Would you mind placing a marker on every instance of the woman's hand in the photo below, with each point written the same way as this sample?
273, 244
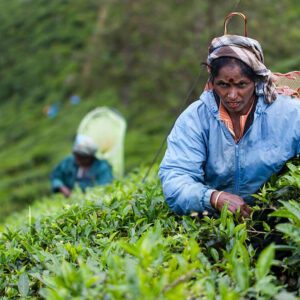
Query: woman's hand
65, 190
234, 202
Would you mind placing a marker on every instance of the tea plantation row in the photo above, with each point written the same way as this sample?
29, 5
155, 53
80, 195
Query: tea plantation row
122, 242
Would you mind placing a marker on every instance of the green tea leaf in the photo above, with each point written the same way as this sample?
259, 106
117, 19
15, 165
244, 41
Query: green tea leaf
265, 261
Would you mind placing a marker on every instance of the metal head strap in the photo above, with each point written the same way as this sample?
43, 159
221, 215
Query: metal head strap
232, 14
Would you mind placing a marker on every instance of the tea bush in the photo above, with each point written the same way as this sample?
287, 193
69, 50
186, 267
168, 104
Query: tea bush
122, 242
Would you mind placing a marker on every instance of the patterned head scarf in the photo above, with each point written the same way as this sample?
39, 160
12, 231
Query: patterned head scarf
250, 52
84, 145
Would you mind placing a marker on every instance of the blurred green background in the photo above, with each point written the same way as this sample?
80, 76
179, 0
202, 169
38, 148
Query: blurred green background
139, 57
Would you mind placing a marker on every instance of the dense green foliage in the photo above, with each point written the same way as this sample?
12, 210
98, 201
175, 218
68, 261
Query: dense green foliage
137, 56
122, 242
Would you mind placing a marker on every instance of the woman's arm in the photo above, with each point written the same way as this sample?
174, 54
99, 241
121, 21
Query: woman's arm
182, 169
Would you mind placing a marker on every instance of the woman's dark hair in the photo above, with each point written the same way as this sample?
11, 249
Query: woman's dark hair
221, 62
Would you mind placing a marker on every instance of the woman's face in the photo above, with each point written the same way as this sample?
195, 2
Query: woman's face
236, 90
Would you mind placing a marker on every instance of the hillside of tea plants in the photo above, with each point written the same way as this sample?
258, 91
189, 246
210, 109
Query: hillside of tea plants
140, 57
122, 242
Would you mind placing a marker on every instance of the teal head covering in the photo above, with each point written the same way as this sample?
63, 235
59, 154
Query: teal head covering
84, 145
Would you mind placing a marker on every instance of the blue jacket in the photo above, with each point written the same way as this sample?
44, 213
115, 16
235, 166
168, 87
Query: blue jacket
202, 156
65, 173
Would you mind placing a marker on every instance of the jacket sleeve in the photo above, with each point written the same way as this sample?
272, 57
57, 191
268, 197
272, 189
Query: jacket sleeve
104, 173
182, 169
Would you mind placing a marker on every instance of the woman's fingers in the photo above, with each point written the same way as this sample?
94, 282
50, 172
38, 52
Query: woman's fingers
234, 203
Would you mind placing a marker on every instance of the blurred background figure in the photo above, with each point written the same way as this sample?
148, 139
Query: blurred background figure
81, 168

**Your goal**
Reproduce every one of the records above word for word, without the picture.

**Written response**
Would you mind placing a marker on every instance of the woman's hand in the photo below, with each point written the same way as this sample?
273, 244
Query: woman's hand
65, 190
234, 202
Would you mind placing a marker on every instance of the tea plantation row in the photo above, with each point written the same way as this sample?
29, 5
155, 53
80, 195
Query: tea plantation row
122, 242
Would you mind placing a marker on every instance of the green tea leaf in the photo above, with each point written the same way as this sample?
259, 106
117, 19
15, 165
244, 41
Query: green tea leaf
265, 261
Would you mind placing a marker on every instance of the metal head strap in the photo above, with each point written the same way as this sample?
43, 159
221, 215
Query: metal head strap
232, 14
Would you mind placing a marker on every instance of the tea bush in the photo above, with each point written the same way as this sample?
287, 193
69, 50
186, 267
168, 104
Query: tea bush
122, 242
Would you mind placing a marker on every instance of the patterned head scarf in the photo above, with each point written the same way as this sample?
39, 160
12, 231
Query: patterned head scarf
250, 52
84, 145
Would you mind placing a marker on every instance of the blurred green background in the photo above, with each point written the same way as this sample?
80, 76
179, 0
202, 169
38, 148
Query: blurred green background
139, 57
Would you mind placing a marker on every instance of the dense green foliage in the photo above, with each point written the same way as this sample?
12, 210
98, 201
175, 218
68, 261
Query: dense green foliage
137, 56
122, 242
Would you mind placing a marker on every instance of the woman's arm in the photo above, with each point written the same way as this sample?
174, 54
99, 241
121, 21
Query: woman's arm
182, 169
Would you mind placing a marker on every instance of the woman's dark hair in the photo above, with each point written the same way as this sample?
11, 249
Query: woman's dark hair
221, 62
Would you mind placing a marker on every instance of the woman's face in the photo above, with each point written the same way as this sample?
195, 2
Query: woman's face
236, 90
Would you mind placing a marker on every instance of the hillside of tea plants in the photo above, with each point written the same way as this sample?
258, 91
189, 246
210, 109
Query: hillside of tea plants
140, 57
122, 242
Would you mind placing a marker on every instance of the teal head covering in the photo above, with each point written the same way as this sample?
63, 235
59, 154
Query: teal head covering
84, 145
Would you mind placing a marker on every instance of the blue jacket in the photo above, with each point written the same way as this sample?
44, 213
115, 16
235, 166
168, 87
Query: blue jacket
202, 156
65, 173
Would you mind placing a marker on every instance of the jacket sleeve in the photo above, with each point written the same way as this sample?
272, 57
57, 191
268, 197
272, 189
Query: jacket sleeve
104, 173
182, 169
Would you mind placing a marker on every instance of the woman's fingers in the photo above, with each point written the same way as this sample?
94, 282
50, 172
38, 52
Query: woman's fingers
234, 203
Would you mind placing a marker on every instance of the blurred background figure in the photo above, with each point written the same way as this sample?
148, 139
Query: blurred background figure
81, 168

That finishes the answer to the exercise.